▶ _Request_: Revise the lines starting with the line that contains "[segment] crocus stem" and going on through the line that contains "POLYGON ((88 100, 89", replacing "crocus stem" with "crocus flower" and leaving everything else unchanged.

▶ _Data extract_:
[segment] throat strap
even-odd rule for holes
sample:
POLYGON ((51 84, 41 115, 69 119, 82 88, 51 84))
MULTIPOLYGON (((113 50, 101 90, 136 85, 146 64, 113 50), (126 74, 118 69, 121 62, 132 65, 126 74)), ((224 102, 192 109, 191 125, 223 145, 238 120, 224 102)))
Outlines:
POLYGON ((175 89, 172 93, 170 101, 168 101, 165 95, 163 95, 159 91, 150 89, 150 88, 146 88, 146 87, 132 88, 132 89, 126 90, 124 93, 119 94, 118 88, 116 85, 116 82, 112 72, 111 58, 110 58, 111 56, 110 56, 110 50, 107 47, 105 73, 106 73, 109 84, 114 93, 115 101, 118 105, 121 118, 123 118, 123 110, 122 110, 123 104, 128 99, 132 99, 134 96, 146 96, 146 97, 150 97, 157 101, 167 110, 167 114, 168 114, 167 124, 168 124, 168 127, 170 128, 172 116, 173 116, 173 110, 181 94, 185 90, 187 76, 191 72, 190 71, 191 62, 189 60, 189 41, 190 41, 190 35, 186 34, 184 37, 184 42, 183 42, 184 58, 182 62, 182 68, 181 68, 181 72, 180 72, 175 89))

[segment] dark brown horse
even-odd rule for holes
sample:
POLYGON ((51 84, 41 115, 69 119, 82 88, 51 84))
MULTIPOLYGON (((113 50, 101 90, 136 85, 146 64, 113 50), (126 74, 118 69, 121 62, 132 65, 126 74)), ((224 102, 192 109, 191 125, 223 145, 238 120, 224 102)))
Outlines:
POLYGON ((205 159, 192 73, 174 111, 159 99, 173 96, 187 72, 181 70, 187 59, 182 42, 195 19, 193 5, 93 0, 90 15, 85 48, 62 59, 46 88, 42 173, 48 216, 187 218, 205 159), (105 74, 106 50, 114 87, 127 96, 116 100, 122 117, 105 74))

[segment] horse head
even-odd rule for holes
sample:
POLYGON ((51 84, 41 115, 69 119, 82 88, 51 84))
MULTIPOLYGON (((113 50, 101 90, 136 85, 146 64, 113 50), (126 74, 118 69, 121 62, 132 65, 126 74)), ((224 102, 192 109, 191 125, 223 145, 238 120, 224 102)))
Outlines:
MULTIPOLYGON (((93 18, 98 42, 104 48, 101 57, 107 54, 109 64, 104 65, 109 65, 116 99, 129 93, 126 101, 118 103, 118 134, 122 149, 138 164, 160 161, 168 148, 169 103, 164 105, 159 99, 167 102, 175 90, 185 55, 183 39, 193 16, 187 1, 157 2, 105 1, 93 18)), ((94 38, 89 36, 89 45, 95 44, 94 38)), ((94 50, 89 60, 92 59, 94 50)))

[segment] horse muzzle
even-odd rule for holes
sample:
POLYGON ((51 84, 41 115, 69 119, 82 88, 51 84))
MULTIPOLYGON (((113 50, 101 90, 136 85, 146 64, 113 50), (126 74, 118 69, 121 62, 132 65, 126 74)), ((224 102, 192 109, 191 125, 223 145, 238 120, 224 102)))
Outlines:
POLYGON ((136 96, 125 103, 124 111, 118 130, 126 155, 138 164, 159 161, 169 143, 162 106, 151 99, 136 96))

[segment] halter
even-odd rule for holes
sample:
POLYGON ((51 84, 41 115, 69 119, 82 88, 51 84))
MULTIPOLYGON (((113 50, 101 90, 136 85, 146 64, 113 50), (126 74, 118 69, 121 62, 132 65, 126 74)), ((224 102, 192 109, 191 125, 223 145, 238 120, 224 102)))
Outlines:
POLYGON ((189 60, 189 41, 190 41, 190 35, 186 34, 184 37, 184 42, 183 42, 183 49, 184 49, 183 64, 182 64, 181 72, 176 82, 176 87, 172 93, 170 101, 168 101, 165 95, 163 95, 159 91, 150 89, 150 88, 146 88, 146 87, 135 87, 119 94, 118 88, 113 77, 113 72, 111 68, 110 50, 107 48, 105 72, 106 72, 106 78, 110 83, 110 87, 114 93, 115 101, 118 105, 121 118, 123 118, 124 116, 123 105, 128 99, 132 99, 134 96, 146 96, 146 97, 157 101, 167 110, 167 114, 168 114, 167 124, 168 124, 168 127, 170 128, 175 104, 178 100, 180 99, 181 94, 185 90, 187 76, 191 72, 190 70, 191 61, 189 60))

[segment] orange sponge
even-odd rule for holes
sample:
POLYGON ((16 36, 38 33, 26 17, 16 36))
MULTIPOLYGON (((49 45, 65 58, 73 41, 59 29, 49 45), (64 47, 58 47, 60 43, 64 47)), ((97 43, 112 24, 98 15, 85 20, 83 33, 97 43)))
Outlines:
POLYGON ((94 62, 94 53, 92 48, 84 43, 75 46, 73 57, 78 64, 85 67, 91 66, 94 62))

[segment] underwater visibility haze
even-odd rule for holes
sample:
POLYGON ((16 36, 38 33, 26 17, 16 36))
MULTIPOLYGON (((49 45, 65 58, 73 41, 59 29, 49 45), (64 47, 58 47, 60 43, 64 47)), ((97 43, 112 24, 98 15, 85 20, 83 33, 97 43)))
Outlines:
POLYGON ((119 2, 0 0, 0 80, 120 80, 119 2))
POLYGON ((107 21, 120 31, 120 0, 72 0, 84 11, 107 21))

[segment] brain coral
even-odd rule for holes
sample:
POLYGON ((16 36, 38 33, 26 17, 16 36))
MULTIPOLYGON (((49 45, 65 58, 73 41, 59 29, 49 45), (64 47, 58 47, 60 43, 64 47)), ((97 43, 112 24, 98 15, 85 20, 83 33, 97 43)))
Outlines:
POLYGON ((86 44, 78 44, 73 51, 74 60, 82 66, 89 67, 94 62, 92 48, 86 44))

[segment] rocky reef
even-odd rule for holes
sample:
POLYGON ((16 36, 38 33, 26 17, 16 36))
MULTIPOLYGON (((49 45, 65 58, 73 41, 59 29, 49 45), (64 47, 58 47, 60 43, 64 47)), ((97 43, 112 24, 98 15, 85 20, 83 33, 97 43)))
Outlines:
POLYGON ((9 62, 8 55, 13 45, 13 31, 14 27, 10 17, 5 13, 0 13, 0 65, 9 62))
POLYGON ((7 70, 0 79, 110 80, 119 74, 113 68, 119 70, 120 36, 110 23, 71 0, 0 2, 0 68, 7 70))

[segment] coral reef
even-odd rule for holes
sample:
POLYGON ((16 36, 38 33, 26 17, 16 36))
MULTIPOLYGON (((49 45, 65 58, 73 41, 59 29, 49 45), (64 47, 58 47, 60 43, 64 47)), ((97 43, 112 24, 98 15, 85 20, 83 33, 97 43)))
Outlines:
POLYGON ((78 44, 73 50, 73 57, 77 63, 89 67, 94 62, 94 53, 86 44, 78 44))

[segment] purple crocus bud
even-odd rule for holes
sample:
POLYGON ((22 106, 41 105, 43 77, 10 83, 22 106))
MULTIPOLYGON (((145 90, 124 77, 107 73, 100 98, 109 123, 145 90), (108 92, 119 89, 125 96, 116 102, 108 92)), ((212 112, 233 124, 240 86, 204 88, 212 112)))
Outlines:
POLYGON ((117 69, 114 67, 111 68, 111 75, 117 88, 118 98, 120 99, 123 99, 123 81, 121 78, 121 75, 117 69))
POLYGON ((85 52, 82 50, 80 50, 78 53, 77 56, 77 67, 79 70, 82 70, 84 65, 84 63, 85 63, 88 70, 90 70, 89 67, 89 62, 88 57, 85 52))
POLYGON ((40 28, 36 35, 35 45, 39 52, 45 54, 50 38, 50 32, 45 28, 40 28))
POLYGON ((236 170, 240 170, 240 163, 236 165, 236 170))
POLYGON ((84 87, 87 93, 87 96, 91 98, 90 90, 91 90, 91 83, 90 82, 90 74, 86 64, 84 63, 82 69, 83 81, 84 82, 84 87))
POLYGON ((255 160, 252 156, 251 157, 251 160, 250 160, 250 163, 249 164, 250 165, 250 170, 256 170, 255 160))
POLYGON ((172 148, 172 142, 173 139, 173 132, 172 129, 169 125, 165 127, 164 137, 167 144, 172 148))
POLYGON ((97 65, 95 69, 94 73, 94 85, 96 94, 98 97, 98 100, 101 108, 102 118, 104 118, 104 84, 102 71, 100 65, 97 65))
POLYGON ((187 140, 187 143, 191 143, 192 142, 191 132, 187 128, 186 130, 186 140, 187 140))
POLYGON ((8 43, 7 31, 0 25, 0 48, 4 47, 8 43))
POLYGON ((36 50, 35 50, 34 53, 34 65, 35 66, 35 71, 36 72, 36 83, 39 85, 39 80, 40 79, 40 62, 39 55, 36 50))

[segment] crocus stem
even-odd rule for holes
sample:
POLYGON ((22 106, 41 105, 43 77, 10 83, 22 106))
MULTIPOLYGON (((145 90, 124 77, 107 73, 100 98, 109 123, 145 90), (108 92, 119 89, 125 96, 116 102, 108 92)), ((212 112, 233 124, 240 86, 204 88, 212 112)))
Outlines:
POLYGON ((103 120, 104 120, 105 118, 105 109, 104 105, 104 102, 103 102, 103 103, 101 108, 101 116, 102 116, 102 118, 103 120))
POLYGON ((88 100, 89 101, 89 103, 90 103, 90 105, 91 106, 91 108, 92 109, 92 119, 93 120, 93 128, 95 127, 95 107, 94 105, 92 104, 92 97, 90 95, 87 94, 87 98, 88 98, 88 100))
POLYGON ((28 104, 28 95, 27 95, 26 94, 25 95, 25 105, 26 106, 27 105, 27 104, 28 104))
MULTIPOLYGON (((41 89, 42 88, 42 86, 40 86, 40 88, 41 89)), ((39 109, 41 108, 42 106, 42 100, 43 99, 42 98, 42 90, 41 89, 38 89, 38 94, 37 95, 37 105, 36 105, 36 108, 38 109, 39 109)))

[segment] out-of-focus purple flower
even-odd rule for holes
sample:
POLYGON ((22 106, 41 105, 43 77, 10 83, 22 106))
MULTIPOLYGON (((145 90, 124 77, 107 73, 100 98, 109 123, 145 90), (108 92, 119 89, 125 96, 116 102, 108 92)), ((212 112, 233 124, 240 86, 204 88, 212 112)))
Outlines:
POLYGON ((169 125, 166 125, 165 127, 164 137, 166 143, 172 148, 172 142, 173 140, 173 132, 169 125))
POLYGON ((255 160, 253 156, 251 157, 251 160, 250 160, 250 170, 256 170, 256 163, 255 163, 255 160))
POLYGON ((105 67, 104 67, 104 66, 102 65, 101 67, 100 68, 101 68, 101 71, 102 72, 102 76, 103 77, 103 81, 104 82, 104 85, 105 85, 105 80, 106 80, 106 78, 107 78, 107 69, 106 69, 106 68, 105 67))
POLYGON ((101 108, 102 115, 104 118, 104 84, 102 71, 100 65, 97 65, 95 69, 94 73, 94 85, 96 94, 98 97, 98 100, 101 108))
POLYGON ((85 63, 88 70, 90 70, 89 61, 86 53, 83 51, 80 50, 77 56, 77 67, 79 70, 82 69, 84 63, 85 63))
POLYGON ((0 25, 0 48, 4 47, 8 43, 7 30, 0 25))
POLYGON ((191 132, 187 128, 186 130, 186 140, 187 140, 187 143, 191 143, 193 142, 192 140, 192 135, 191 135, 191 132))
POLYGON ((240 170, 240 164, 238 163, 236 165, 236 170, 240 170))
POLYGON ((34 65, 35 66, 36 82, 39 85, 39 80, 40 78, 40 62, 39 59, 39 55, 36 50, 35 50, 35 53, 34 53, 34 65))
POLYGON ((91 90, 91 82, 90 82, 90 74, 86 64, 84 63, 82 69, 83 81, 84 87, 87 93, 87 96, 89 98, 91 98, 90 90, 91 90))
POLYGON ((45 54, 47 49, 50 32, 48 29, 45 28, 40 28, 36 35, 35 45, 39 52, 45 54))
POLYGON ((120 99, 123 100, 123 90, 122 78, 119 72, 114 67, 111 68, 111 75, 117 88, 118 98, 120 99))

▶ _Output for this task_:
[segment] crocus flower
even-odd rule for holes
sample:
POLYGON ((22 106, 41 105, 43 77, 10 83, 22 106))
MULTIPOLYGON (((145 90, 124 77, 107 73, 100 98, 109 123, 145 90), (108 92, 119 89, 125 96, 116 102, 108 92)), ((212 112, 233 124, 240 86, 204 88, 212 112)))
Outlines:
POLYGON ((103 120, 104 120, 105 118, 105 109, 104 105, 104 102, 103 102, 103 103, 101 108, 101 116, 102 116, 102 118, 103 120))
POLYGON ((88 100, 89 101, 89 103, 90 103, 90 105, 91 106, 91 108, 92 109, 92 119, 93 120, 93 128, 95 127, 95 107, 94 105, 92 104, 92 97, 90 95, 87 94, 87 98, 88 98, 88 100))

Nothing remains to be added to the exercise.